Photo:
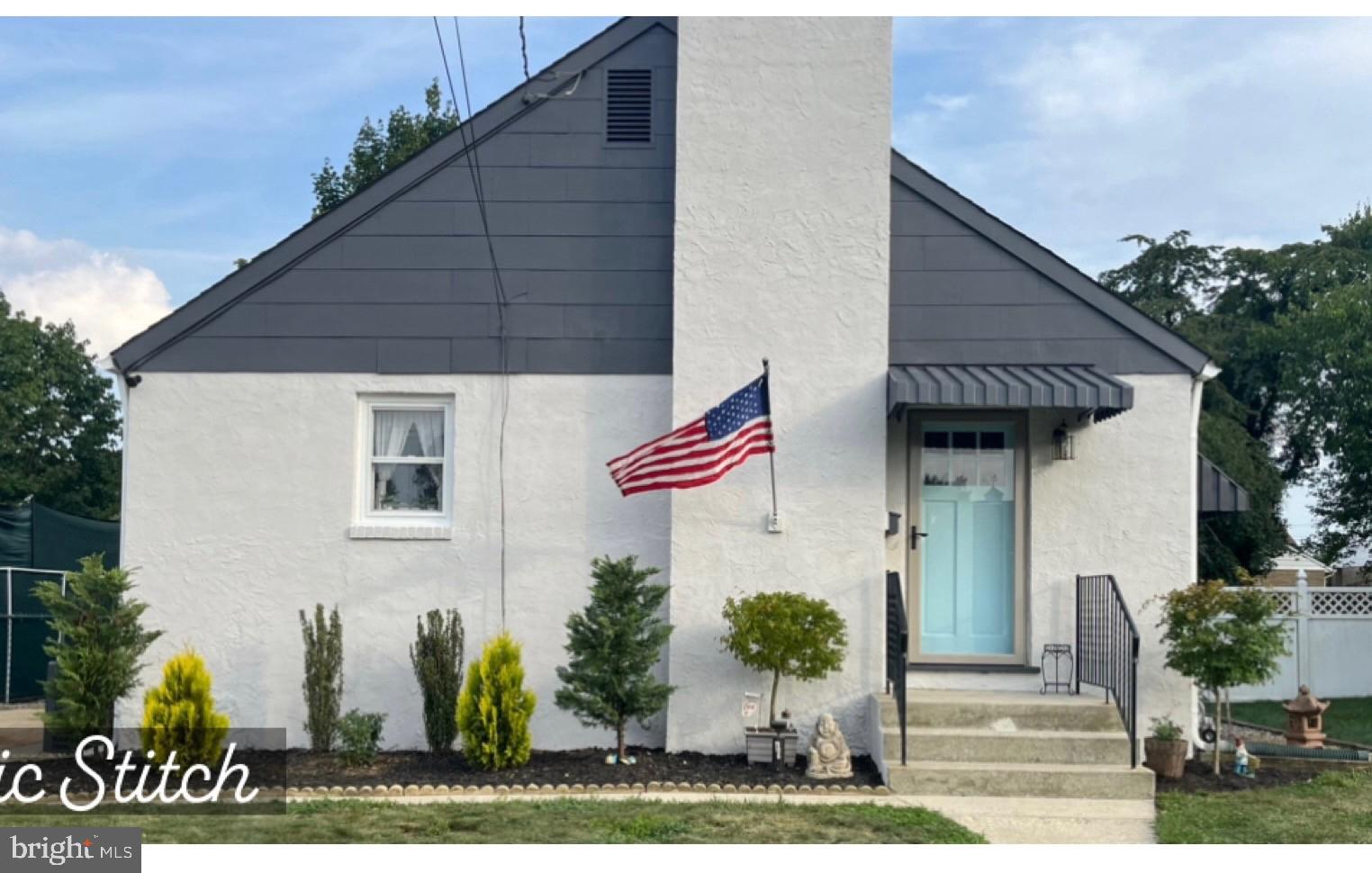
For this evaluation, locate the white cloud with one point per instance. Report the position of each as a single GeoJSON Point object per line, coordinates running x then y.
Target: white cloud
{"type": "Point", "coordinates": [101, 292]}
{"type": "Point", "coordinates": [1083, 132]}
● ● ● ●
» TASK BRIEF
Rewrite the entries above, replacing "white cloud" with "pale cloud" and leaving everything else unchanged. Omit the pictures from your answer.

» TASK RESPONSE
Photo:
For this evaluation, locate the pale cloud with one point per instance. Report the position of each as a single GeoJSON Point object per line, coordinates running x then y.
Target: pale cloud
{"type": "Point", "coordinates": [101, 292]}
{"type": "Point", "coordinates": [1083, 132]}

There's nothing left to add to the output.